- _Exercise description_:
Please find every line in the records containing the string "curtain" and copy each one out, treating uppercase and lowercase as different.
— Begin Extracted records —
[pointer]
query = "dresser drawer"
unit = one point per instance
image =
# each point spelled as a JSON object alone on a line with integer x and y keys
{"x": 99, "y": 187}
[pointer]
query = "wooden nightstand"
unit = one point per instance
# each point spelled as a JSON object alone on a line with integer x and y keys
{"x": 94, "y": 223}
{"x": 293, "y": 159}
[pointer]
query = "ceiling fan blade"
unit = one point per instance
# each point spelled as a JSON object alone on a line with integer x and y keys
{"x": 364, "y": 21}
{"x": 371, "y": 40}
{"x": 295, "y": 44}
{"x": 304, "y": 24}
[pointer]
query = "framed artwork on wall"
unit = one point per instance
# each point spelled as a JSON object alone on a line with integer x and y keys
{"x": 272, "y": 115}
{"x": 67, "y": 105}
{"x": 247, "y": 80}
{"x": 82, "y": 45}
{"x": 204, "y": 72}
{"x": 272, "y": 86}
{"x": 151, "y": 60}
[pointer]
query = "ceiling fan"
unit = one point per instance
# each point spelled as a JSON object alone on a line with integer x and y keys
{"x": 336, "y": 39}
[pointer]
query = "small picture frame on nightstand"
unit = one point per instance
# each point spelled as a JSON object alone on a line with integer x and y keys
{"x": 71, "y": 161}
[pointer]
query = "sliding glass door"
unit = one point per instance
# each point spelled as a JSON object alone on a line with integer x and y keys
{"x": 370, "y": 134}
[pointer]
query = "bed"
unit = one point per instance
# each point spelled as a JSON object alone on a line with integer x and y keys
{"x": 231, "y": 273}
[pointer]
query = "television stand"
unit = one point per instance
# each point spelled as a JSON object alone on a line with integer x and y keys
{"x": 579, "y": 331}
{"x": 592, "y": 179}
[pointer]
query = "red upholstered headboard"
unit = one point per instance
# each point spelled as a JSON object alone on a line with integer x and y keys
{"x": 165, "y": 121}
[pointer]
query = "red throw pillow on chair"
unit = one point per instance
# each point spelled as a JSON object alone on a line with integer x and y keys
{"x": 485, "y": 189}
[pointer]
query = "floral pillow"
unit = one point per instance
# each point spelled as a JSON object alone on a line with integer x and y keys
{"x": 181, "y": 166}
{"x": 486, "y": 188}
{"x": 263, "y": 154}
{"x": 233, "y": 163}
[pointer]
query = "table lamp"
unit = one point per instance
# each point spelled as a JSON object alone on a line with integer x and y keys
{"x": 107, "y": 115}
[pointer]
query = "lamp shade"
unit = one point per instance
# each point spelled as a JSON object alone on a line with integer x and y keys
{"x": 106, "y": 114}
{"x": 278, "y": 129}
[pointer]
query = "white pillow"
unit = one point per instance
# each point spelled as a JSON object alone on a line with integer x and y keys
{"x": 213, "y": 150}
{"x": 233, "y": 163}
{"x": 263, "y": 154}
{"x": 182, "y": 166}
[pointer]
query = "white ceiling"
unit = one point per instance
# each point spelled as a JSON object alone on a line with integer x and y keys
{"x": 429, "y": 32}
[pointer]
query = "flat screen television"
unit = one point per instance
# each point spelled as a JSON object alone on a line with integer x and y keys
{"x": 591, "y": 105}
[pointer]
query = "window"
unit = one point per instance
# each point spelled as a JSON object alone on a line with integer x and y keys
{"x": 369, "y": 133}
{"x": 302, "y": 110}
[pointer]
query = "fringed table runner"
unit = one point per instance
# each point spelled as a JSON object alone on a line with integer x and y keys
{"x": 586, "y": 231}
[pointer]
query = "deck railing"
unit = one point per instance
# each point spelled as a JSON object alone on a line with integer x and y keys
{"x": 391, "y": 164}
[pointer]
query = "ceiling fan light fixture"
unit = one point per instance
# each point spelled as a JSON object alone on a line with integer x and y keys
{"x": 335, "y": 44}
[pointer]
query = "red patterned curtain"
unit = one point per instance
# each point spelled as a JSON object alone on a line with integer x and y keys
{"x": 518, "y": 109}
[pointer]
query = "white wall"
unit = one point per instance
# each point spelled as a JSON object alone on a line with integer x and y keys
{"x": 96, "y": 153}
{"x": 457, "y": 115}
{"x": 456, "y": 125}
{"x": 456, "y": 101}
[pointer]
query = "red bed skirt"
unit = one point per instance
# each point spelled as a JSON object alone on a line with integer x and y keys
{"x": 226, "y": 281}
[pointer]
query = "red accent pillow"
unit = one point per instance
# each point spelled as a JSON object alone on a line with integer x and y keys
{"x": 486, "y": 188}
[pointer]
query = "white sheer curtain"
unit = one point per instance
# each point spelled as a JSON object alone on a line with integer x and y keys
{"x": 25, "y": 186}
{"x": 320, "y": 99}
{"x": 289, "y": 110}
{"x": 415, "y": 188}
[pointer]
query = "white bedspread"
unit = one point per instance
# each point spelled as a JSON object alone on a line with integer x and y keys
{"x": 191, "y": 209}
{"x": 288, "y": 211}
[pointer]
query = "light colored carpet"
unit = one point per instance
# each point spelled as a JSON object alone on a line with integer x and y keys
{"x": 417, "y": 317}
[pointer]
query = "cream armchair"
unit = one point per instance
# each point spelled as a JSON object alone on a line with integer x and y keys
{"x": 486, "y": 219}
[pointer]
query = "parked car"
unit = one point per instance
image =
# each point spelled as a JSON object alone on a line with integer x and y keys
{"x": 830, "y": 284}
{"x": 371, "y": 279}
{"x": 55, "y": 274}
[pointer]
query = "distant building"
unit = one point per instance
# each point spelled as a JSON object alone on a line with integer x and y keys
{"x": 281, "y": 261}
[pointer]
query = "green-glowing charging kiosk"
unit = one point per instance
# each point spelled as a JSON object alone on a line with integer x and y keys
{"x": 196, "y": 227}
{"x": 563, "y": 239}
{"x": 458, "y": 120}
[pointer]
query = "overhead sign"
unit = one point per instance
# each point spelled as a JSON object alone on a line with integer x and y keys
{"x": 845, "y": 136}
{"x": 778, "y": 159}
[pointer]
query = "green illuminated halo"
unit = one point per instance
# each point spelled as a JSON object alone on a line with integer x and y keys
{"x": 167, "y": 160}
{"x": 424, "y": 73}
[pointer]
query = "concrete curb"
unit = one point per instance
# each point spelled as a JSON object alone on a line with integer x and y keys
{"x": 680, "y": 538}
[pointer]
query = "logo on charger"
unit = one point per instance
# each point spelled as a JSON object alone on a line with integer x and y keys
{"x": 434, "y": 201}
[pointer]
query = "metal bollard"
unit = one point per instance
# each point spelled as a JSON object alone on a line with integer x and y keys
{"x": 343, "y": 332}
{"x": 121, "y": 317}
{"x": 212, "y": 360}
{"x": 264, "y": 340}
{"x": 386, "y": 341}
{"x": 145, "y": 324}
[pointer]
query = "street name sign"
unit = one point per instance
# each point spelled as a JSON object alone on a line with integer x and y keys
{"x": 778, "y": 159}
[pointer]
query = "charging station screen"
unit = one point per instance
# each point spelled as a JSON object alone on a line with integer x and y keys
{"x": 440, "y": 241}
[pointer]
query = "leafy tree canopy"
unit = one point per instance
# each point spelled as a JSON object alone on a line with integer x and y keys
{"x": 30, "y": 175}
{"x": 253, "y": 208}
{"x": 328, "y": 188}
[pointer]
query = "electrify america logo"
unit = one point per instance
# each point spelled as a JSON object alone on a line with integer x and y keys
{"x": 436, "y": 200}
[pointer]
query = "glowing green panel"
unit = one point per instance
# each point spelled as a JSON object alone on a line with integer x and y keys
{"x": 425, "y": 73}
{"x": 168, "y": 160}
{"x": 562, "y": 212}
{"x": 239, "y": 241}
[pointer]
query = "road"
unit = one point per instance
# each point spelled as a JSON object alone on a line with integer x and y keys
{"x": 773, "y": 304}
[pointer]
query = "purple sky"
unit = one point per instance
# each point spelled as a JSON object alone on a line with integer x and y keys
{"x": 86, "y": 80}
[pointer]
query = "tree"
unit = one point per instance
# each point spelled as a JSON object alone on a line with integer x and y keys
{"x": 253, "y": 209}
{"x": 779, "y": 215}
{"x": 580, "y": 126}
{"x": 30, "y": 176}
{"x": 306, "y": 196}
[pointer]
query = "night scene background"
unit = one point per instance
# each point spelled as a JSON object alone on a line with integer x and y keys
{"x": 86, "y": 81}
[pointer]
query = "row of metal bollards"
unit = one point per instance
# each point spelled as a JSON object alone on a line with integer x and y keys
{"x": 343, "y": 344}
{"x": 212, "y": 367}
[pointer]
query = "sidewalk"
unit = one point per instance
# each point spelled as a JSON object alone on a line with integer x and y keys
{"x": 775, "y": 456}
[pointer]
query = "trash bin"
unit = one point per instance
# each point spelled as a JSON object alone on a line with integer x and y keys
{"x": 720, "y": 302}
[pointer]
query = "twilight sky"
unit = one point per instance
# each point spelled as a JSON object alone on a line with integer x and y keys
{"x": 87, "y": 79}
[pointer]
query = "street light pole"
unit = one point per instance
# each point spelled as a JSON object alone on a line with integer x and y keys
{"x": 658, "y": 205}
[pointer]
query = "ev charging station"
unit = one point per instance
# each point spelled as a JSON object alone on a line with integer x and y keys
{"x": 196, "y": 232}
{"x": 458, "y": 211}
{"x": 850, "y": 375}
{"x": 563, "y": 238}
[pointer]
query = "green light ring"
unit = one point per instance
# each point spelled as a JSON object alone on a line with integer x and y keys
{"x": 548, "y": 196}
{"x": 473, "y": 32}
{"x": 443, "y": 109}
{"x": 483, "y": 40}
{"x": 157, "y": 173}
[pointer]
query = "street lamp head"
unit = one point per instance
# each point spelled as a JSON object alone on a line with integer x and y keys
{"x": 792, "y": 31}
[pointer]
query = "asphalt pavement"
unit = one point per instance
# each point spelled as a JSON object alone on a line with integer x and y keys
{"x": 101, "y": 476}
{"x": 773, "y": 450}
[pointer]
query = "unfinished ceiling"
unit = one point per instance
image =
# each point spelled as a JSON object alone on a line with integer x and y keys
— End Extracted records —
- _Completed exercise_:
query = "red patterned curtain"
query = "white sheer curtain"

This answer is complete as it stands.